▸ **PAGE EXCERPT**
━━━━━━
We want to test that canJump will return false if the animal has no feet and will return true if animal has feet. We don’t want to depend on Seal, because its constructor makes lots of noise. Also, Seal might get feet in the future and that would make our test invalid. So we use a mock:

class MockAnimal :
    public Animal
{
    public:

        MOCK_CONST_METHOD0 (feet, bool ());
}

TEST (Main, JumpIfFeet)
{
    MockAnimal animal;
    ON_CALL (animal, feet ()).WillByDefault (Return (true));
    EXPECT_TRUE (canJump (animal));
}

TEST (Main, NoJumpIfNotFeet)
━━━━━━
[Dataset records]

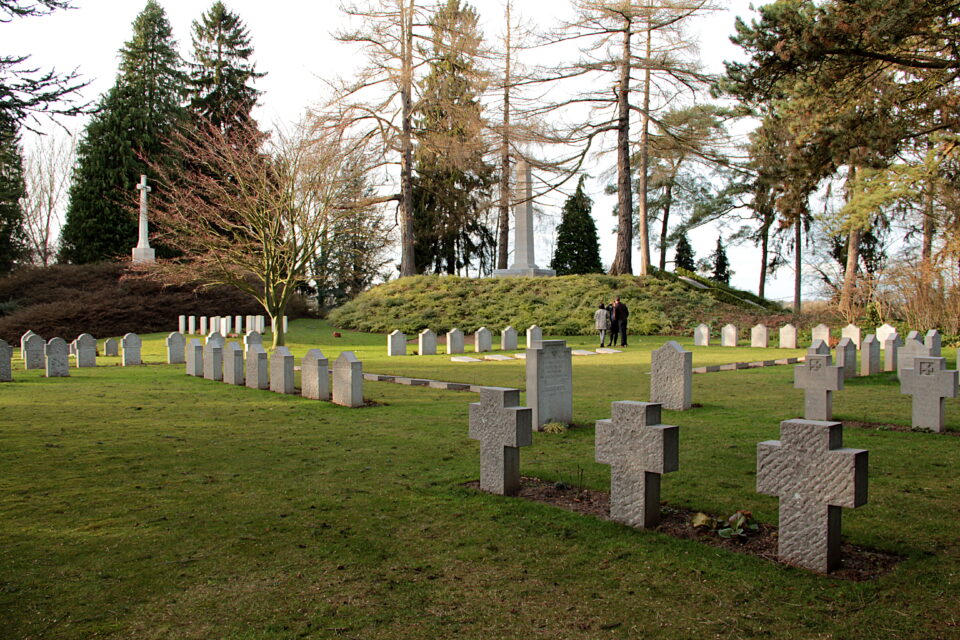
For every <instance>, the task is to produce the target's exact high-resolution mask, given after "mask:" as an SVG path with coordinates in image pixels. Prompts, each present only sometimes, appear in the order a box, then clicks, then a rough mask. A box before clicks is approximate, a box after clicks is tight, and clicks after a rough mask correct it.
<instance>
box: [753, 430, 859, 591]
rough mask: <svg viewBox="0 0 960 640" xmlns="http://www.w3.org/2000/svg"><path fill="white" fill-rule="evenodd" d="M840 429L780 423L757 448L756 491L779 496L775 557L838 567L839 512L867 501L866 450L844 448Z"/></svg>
mask: <svg viewBox="0 0 960 640" xmlns="http://www.w3.org/2000/svg"><path fill="white" fill-rule="evenodd" d="M842 446H843V425H842V424H841V423H839V422H821V421H816V420H784V421H783V422H781V423H780V439H779V440H767V441H766V442H761V443H760V444H758V445H757V491H758V492H760V493H765V494H767V495H771V496H778V497H779V498H780V532H779V534H778V537H779V543H778V544H779V548H778V551H777V553H778V555H779V556H780V558H781V559H782V560H786V561H787V562H791V563H794V564H797V565H800V566H802V567H806V568H808V569H813V570H814V571H821V572H824V573H825V572H827V571H831V570H832V569H835V568H836V567H837V565H838V564H839V563H840V514H841V512H840V508H841V507H848V508H854V507H859V506H862V505H864V504H866V502H867V451H866V450H864V449H844V448H842Z"/></svg>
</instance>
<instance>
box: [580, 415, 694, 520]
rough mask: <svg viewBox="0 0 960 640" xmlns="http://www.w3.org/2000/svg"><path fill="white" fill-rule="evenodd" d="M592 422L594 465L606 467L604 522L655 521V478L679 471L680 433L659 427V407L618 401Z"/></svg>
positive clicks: (676, 430)
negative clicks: (609, 486) (607, 494)
mask: <svg viewBox="0 0 960 640" xmlns="http://www.w3.org/2000/svg"><path fill="white" fill-rule="evenodd" d="M611 413H612V416H613V417H612V418H611V419H610V420H597V427H596V442H597V444H596V450H597V453H596V457H597V462H600V463H603V464H609V465H610V517H611V518H612V519H613V520H616V521H617V522H622V523H624V524H627V525H630V526H632V527H647V528H649V527H654V526H656V524H657V523H658V522H659V521H660V476H661V475H662V474H664V473H668V472H670V471H676V470H677V468H678V466H679V455H678V454H679V443H680V429H679V427H675V426H672V425H667V424H660V405H659V404H656V403H652V402H634V401H622V402H614V403H613V404H612V406H611Z"/></svg>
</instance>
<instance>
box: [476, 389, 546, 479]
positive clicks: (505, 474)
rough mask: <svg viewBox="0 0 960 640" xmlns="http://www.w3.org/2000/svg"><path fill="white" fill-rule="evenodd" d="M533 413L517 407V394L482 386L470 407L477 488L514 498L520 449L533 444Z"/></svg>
mask: <svg viewBox="0 0 960 640" xmlns="http://www.w3.org/2000/svg"><path fill="white" fill-rule="evenodd" d="M532 425H533V412H532V410H531V409H530V408H529V407H521V406H520V391H519V390H518V389H506V388H503V387H482V388H481V389H480V402H474V403H471V404H470V429H469V436H470V438H472V439H473V440H479V441H480V488H481V489H483V490H484V491H489V492H490V493H496V494H499V495H505V496H508V495H513V494H514V493H516V492H517V490H518V489H519V488H520V447H528V446H530V445H531V444H532V443H533V434H532Z"/></svg>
━━━━━━
▸ **TASK GOAL**
Continue the excerpt on mocking an animal class, starting right after its last line. The items are separate material from the excerpt on mocking an animal class.

▸ **EXERCISE ANSWER**
{
    MockAnimal animal;
    ON_CALL (animal, feet ()).WillByDefault (Return (false));
    EXPECT_FALSE (canJump (animal));
}

The example in “Don’t overuse mocks” is a bit more involved. It involves the use of mocking to control the interaction between a CreditCardServer, TransactionManager, Transaction, Payment and a PaymentProcessor. Here’s the example of how its’ done:

public void testCreditCardIsCharged() {
  paymentProcessor = new PaymentProcessor(mockServer);
  when(mockServer.isServerAvailable()).thenReturn(true);
  when(mockServer.beginTransaction().thenReturn(mockManager);
  when(mockManager.getTransaction().thenReturn(transaction);
  when(mockServer.pay(transaction, creditCard,
                      500).thenReturn(mockPayment);
  when(mockPayment.isOverMaxBalance()).thenReturn(false);
  paymentProcessor.processPayment(creditCard, Money.dollars(500));
  verify(mockServer).pay(transaction, creditCard, 500);
}

[some of the variable names have been changed for the sake of line-wrapping]

Its quite clear that the usage of mocks in this case is used to describe a multi-step process:

  1. The server must be available (say it is)
  2. We need a TransactionManager from the server (return our mock one)
  3. We need a Transaction from the TransactionManager (return our mock one)
  4. We need a payment from the TransactionManager (return our mock one)
  5. We need to know if the payment is over balance (say it isn’t)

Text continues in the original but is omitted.